[Some records]
########################################
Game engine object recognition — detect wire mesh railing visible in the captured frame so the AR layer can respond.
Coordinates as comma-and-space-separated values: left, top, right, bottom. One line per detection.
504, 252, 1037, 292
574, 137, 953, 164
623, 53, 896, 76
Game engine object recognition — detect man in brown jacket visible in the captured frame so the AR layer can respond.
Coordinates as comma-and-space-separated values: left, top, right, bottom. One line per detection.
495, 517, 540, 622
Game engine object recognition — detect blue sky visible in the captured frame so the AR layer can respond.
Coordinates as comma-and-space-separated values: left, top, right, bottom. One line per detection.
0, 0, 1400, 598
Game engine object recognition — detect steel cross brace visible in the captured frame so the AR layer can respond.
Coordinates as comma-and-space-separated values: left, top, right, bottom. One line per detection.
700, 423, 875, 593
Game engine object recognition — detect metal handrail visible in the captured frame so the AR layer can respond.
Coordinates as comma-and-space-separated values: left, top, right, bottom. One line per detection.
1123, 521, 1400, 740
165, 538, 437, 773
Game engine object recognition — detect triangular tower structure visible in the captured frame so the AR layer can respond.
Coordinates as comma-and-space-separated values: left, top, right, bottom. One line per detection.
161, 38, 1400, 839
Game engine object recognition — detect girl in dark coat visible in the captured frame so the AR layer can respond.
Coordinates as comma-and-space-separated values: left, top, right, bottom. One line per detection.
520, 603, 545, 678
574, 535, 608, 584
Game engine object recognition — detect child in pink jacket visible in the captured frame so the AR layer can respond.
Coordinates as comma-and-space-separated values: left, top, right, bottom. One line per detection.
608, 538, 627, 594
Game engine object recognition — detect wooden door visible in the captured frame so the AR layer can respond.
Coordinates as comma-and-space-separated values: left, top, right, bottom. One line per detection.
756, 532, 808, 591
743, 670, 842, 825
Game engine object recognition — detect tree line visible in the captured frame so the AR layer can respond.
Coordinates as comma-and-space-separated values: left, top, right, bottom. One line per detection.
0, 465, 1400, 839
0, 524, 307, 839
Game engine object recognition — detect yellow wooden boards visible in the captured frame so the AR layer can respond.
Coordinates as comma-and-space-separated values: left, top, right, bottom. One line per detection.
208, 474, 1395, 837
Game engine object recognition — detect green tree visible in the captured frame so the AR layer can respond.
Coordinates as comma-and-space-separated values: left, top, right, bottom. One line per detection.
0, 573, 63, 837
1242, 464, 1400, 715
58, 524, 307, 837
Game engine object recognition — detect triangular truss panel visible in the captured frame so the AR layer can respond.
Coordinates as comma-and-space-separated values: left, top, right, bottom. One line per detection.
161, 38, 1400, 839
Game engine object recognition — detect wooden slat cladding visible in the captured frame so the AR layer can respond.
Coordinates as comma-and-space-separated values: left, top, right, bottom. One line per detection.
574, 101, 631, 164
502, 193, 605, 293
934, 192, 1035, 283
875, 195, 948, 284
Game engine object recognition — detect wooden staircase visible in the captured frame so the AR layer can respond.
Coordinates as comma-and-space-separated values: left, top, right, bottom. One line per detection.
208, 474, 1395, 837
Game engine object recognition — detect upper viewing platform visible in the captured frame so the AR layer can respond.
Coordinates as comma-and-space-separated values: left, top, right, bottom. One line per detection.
########################################
Problem statement: Gather every row above that contains the word "triangular". Case matters.

Result:
Game engine object recognition — detect triangular tower structure visible in the captured frame so the AR layer can respond.
Game engine object recognition — detect triangular truss panel visible in the captured frame so the AR layer can respond.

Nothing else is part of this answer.